> [TASK OBJECTIVE]: Render the lines below as a Markdown table with the columns "Row" and "Line", numbering each row, skipping blank lines and omitting the pictures.

> [DATASET EXTRACT]:
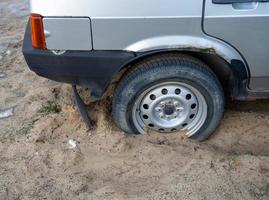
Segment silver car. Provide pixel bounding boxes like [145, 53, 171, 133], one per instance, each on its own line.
[23, 0, 269, 141]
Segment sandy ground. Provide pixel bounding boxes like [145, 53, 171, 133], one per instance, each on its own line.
[0, 0, 269, 200]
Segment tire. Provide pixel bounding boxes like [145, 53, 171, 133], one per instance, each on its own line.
[112, 53, 225, 141]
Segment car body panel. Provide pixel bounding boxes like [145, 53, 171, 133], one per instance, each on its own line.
[28, 0, 269, 92]
[43, 17, 92, 51]
[204, 0, 269, 91]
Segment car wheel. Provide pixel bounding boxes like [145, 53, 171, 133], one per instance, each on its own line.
[112, 53, 224, 141]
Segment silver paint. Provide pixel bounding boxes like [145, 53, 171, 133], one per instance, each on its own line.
[43, 17, 92, 50]
[204, 0, 269, 91]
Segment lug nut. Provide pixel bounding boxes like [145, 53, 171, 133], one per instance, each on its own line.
[176, 107, 184, 112]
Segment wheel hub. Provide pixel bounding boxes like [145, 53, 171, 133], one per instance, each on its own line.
[133, 82, 205, 136]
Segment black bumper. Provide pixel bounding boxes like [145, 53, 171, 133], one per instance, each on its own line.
[22, 25, 135, 99]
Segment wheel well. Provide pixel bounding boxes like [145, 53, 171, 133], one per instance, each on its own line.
[109, 51, 236, 97]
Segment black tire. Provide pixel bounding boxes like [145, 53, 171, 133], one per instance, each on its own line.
[112, 53, 224, 141]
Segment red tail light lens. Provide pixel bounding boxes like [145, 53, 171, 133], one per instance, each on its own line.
[30, 14, 46, 49]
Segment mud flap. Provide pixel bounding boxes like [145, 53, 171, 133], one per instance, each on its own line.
[72, 85, 94, 129]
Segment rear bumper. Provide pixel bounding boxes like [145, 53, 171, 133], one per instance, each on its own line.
[22, 24, 135, 99]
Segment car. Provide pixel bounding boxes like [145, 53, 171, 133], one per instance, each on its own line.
[23, 0, 269, 141]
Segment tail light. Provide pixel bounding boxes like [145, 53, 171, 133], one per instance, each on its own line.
[30, 14, 46, 49]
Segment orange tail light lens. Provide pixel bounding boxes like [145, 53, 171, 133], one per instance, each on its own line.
[30, 14, 46, 49]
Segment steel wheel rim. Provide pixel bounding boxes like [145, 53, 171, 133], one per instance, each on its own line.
[132, 82, 208, 137]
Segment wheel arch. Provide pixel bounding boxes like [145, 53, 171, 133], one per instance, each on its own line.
[109, 48, 248, 99]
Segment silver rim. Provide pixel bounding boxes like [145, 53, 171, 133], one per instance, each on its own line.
[132, 82, 207, 137]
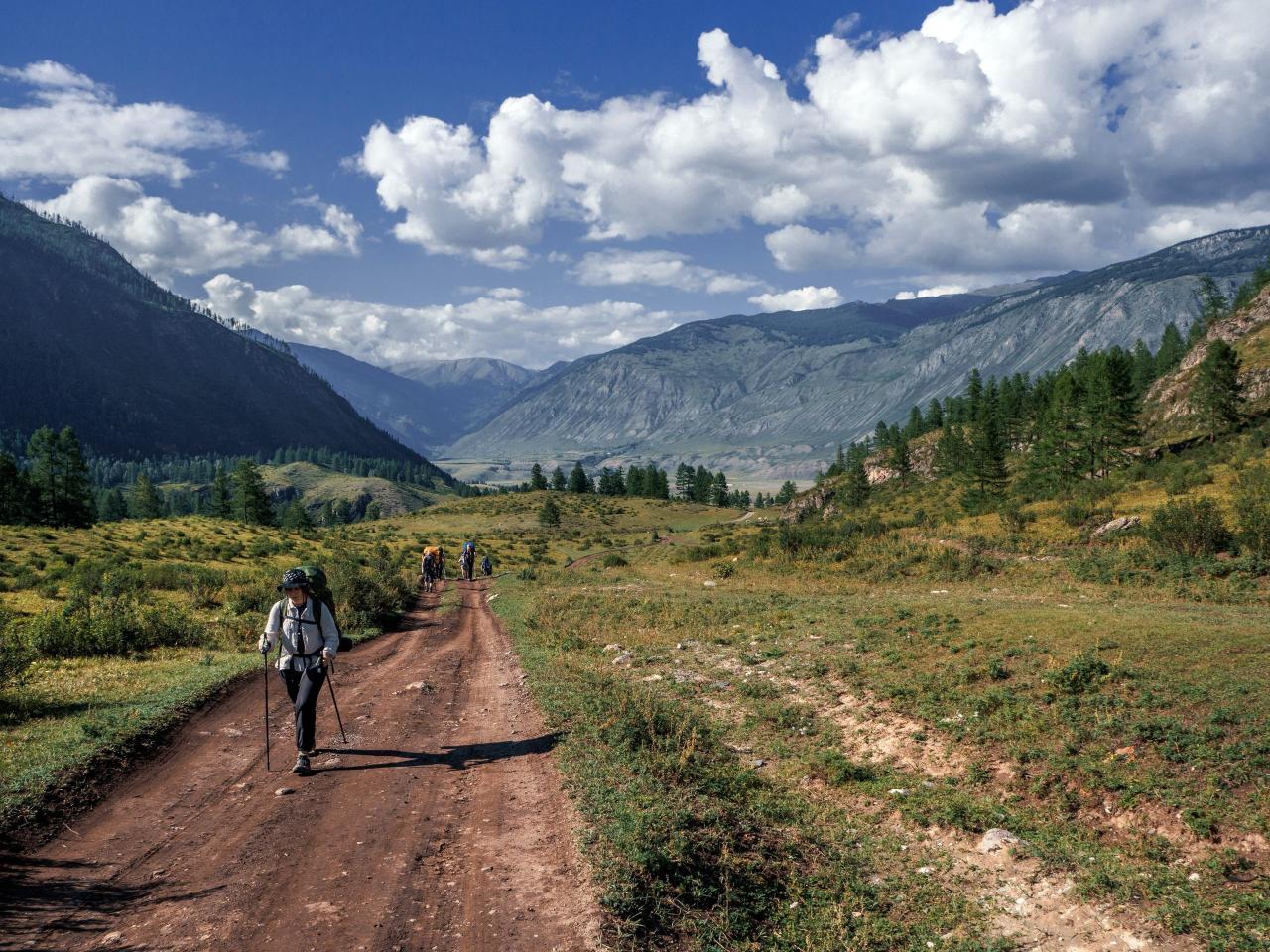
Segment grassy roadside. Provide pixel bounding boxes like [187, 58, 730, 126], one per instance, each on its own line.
[493, 572, 1006, 952]
[0, 517, 413, 843]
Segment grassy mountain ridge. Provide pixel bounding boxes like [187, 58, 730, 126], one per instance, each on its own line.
[0, 199, 421, 459]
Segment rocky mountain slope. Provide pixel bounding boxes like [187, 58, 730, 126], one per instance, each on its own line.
[1142, 287, 1270, 445]
[0, 198, 427, 472]
[285, 341, 563, 456]
[449, 227, 1270, 477]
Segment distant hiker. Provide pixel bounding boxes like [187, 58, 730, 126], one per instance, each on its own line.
[419, 548, 437, 591]
[259, 568, 340, 776]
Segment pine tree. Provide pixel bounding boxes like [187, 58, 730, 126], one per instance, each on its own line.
[207, 466, 234, 520]
[886, 436, 913, 486]
[1156, 321, 1187, 377]
[838, 447, 870, 509]
[1192, 337, 1243, 440]
[128, 472, 164, 520]
[675, 463, 694, 499]
[693, 466, 713, 504]
[539, 496, 560, 528]
[0, 453, 36, 526]
[710, 470, 727, 505]
[967, 394, 1008, 505]
[234, 459, 273, 526]
[1129, 337, 1156, 403]
[1187, 274, 1230, 349]
[27, 426, 92, 526]
[934, 416, 970, 476]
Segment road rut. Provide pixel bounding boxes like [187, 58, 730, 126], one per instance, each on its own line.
[0, 581, 599, 952]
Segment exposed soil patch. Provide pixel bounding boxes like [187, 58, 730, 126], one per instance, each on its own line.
[0, 581, 599, 952]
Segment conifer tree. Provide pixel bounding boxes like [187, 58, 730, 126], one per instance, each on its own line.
[838, 447, 870, 509]
[693, 466, 713, 504]
[27, 426, 92, 526]
[1192, 337, 1243, 440]
[234, 458, 273, 526]
[675, 463, 695, 499]
[1156, 321, 1187, 377]
[207, 466, 234, 520]
[710, 470, 729, 505]
[0, 453, 36, 525]
[128, 472, 164, 520]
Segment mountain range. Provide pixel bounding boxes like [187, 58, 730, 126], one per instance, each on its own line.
[448, 227, 1270, 477]
[0, 196, 450, 481]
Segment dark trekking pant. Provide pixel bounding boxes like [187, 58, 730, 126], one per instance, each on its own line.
[278, 666, 326, 750]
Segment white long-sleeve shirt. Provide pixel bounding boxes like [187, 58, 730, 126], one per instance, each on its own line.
[264, 598, 339, 671]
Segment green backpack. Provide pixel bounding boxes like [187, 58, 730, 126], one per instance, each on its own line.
[296, 565, 353, 653]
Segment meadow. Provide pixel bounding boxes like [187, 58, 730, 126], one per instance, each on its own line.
[0, 472, 1270, 952]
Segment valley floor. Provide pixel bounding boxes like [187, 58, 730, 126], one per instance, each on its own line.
[0, 583, 598, 949]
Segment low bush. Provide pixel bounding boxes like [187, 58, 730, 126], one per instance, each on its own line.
[27, 593, 213, 657]
[1147, 498, 1230, 558]
[0, 609, 36, 692]
[1234, 464, 1270, 558]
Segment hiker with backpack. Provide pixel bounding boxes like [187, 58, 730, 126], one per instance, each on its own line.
[259, 568, 346, 776]
[419, 548, 437, 591]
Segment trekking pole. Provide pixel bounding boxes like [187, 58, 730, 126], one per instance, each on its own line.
[326, 661, 348, 744]
[260, 652, 273, 771]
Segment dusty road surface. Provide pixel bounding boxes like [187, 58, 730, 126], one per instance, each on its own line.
[0, 581, 598, 952]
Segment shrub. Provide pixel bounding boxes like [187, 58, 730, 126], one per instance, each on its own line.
[1234, 466, 1270, 558]
[1147, 498, 1230, 558]
[27, 593, 210, 657]
[0, 609, 36, 690]
[1049, 652, 1111, 694]
[998, 500, 1036, 534]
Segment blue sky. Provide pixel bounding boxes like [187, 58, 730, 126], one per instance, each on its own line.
[0, 0, 1270, 366]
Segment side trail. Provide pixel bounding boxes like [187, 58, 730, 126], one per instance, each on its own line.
[0, 581, 599, 952]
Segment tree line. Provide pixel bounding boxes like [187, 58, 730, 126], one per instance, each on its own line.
[818, 262, 1270, 512]
[0, 426, 401, 531]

> [ANSWER TO THIS TASK]:
| Row | Line |
|---|---|
| 1 | Segment silver car. Provide pixel bounding boxes like [145, 53, 171, 133], one per instance, each on its own line. |
| 2 | [23, 0, 269, 141] |
| 3 | Segment sandy ground. Provide pixel bounding boxes like [145, 53, 171, 133], one per instance, each on its own line. |
| 4 | [0, 0, 269, 200] |
| 5 | Segment tire. Provide pixel bounding boxes like [145, 53, 171, 133], one per instance, each on its own line. |
| 6 | [112, 53, 225, 141] |
| 7 | Segment car body panel. Provide pixel bounding boxes like [145, 53, 171, 133], one per instance, each on its own line. |
| 8 | [28, 0, 269, 92] |
| 9 | [43, 17, 92, 51] |
| 10 | [204, 0, 269, 91] |
| 11 | Segment car wheel. Provide pixel bounding boxes like [145, 53, 171, 133], one per instance, each on its own line. |
| 12 | [112, 53, 224, 141] |
| 13 | Segment silver paint. Provide pixel bounding boxes like [145, 53, 171, 133], one per instance, each on its own line. |
| 14 | [43, 17, 92, 50] |
| 15 | [204, 0, 269, 91] |
| 16 | Segment lug nut. Provide pixel bounding boxes like [145, 53, 171, 133], one per instance, each on its own line. |
| 17 | [176, 107, 184, 112] |
| 18 | Segment wheel hub. Provide pixel bounding boxes like [145, 53, 171, 133], one per instance, each on its own line. |
| 19 | [133, 82, 205, 136] |
| 20 | Segment black bumper. Provide pixel bounding boxes like [145, 53, 171, 133], one per instance, each on its own line. |
| 21 | [22, 25, 135, 99] |
| 22 | Segment wheel well. Provide pixel bounding boxes like [145, 53, 171, 133], one per instance, each on its own line. |
| 23 | [109, 51, 236, 97] |
| 24 | Segment black tire. Provide pixel bounding boxes like [145, 53, 171, 133], one per instance, each on its own line. |
| 25 | [112, 53, 224, 141] |
| 26 | Segment red tail light lens. Provide pixel bounding boxes like [145, 53, 171, 133], one per instance, each on its own line. |
| 27 | [30, 14, 46, 49] |
| 28 | Segment mud flap. Provide pixel bounding boxes like [145, 53, 171, 133], one per instance, each on its own line. |
| 29 | [72, 85, 94, 129] |
| 30 | Segment rear bumper. Provide pixel bounding boxes like [145, 53, 171, 133], one per instance, each on its own line. |
| 31 | [22, 24, 135, 99] |
| 32 | Segment car. Provide pixel bounding boxes like [145, 53, 171, 133], one per instance, each on its own line. |
| 33 | [23, 0, 269, 141] |
| 34 | Segment tail light. Provide pixel bounding boxes like [145, 53, 171, 133], one per instance, each on its own line. |
| 35 | [30, 14, 46, 49] |
| 36 | Segment orange tail light lens. Provide pixel bounding boxes like [145, 53, 171, 133], one per instance, each on its own line. |
| 37 | [30, 14, 46, 49] |
| 38 | Segment steel wheel rim. Provide pixel bounding boxes like [145, 53, 171, 133], one per instance, each on its own line. |
| 39 | [132, 82, 208, 137] |
| 40 | Segment wheel arch. Provide pixel bounding boxes like [145, 53, 171, 133], one per instance, each on its own line. |
| 41 | [109, 48, 248, 99] |
| 42 | Segment silver rim. Provide pixel bounding boxes like [145, 53, 171, 133], one per instance, each on its own line. |
| 43 | [132, 82, 207, 137] |
| 44 | Segment grassy roadside. Provide pixel bounding boxes like [187, 58, 730, 126], one per instance, each on its own line. |
| 45 | [493, 572, 1006, 952] |
| 46 | [0, 517, 413, 843] |
| 47 | Segment grassy mountain ridge. Provide pixel bounding boxes like [187, 58, 730, 126], one per instance, each on its own line. |
| 48 | [0, 199, 421, 459] |
| 49 | Segment rocky mountain slope. Provide pixel bounding boxes like [187, 58, 730, 126], one per instance, each on its own line. |
| 50 | [1142, 287, 1270, 445] |
| 51 | [0, 198, 427, 472] |
| 52 | [285, 341, 563, 456] |
| 53 | [449, 227, 1270, 477] |
| 54 | Segment distant hiker. Provide pixel bounding boxes like [187, 58, 730, 126], one per instance, each on its own line. |
| 55 | [419, 548, 437, 591] |
| 56 | [259, 568, 340, 776] |
| 57 | Segment pine tree. Provide pixel bounding boxes like [187, 58, 730, 126], one per instance, each on its own line. |
| 58 | [207, 466, 234, 520] |
| 59 | [886, 436, 913, 486] |
| 60 | [1156, 321, 1187, 377] |
| 61 | [838, 447, 870, 509] |
| 62 | [1192, 337, 1243, 440] |
| 63 | [128, 472, 164, 520] |
| 64 | [675, 463, 694, 499] |
| 65 | [693, 466, 713, 504] |
| 66 | [539, 496, 560, 528] |
| 67 | [0, 453, 36, 526] |
| 68 | [710, 470, 727, 505] |
| 69 | [967, 394, 1008, 505] |
| 70 | [234, 459, 273, 526] |
| 71 | [1129, 337, 1156, 403] |
| 72 | [1187, 274, 1230, 349] |
| 73 | [27, 426, 92, 526] |
| 74 | [934, 416, 970, 476] |
| 75 | Segment road rut. Provide pixel bounding boxes like [187, 58, 730, 126], one per instance, each on its own line. |
| 76 | [0, 581, 599, 952] |
| 77 | Segment exposed soil patch. Provide pixel bounding boxes like [187, 58, 730, 126], one per instance, each on its own line. |
| 78 | [0, 581, 599, 952] |
| 79 | Segment conifer tree. Provide pixel bounding boxes like [187, 58, 730, 126], one per instance, each on its own line. |
| 80 | [838, 447, 870, 509] |
| 81 | [693, 466, 713, 504] |
| 82 | [27, 426, 92, 526] |
| 83 | [1192, 337, 1243, 440] |
| 84 | [234, 458, 273, 526] |
| 85 | [675, 463, 695, 499] |
| 86 | [1156, 321, 1187, 377] |
| 87 | [207, 466, 234, 520] |
| 88 | [710, 470, 729, 505] |
| 89 | [0, 453, 36, 525] |
| 90 | [128, 472, 164, 520] |
| 91 | Segment mountain range. Provide pixel bounding boxes like [187, 58, 730, 126], one per instance, each on its own line. |
| 92 | [448, 227, 1270, 477] |
| 93 | [0, 196, 450, 481] |
| 94 | Segment dark trekking pant. Provide pixel bounding boxes like [187, 58, 730, 126], one per instance, each on its own line. |
| 95 | [278, 666, 326, 750] |
| 96 | Segment white long-sleeve shirt. Provide pixel bounding boxes like [187, 58, 730, 126], one per instance, each on its own line. |
| 97 | [264, 598, 339, 671] |
| 98 | Segment green backpack. Provide pixel bounding boxes like [187, 58, 730, 126], one per instance, each on its own line. |
| 99 | [296, 565, 353, 653] |
| 100 | Segment meadow. Provide pixel bounding boxes like [187, 58, 730, 126], one per instance, each on its own line. |
| 101 | [0, 472, 1270, 952] |
| 102 | Segment valley floor. Provide pixel bounding boxes like [187, 58, 730, 126], one per instance, each on its own line. |
| 103 | [0, 583, 598, 949] |
| 104 | Segment low bush. Provide pixel bounding boxes like [187, 58, 730, 126], one per instance, each on its own line. |
| 105 | [27, 593, 213, 657] |
| 106 | [1147, 498, 1230, 558] |
| 107 | [0, 609, 36, 692] |
| 108 | [1234, 464, 1270, 558] |
| 109 | Segment hiker with backpack. Provide pixel bounding boxes like [187, 58, 730, 126], one per instance, each on its own line. |
| 110 | [259, 568, 346, 776] |
| 111 | [419, 548, 437, 591] |
| 112 | Segment trekking pole. Provide pixel bounding boxes like [187, 58, 730, 126], one per instance, each on its own line. |
| 113 | [326, 661, 348, 744] |
| 114 | [260, 652, 273, 771] |
| 115 | Segment dusty road surface. Provide pixel bounding boxes like [187, 58, 730, 126], one per instance, each on its own line. |
| 116 | [0, 581, 598, 952] |
| 117 | Segment shrub. Provide pixel bounding boxes like [187, 58, 730, 126], one per instance, each on its own line. |
| 118 | [1234, 466, 1270, 558] |
| 119 | [1147, 498, 1230, 558] |
| 120 | [27, 593, 210, 657] |
| 121 | [0, 609, 36, 690] |
| 122 | [1049, 652, 1111, 694] |
| 123 | [998, 500, 1036, 534] |
| 124 | Segment blue sky. Provide pixel bounding boxes like [187, 58, 730, 126], one per instance, each on its own line. |
| 125 | [0, 0, 1270, 366] |
| 126 | Segment side trail. Provide pixel bounding boxes like [187, 58, 730, 126], one per instance, each on its own line. |
| 127 | [0, 581, 599, 952] |
| 128 | Segment tree line. Provide pixel bounding boxes like [187, 58, 730, 126], one per instance, each on its own line. |
| 129 | [818, 262, 1270, 512] |
| 130 | [0, 426, 401, 531] |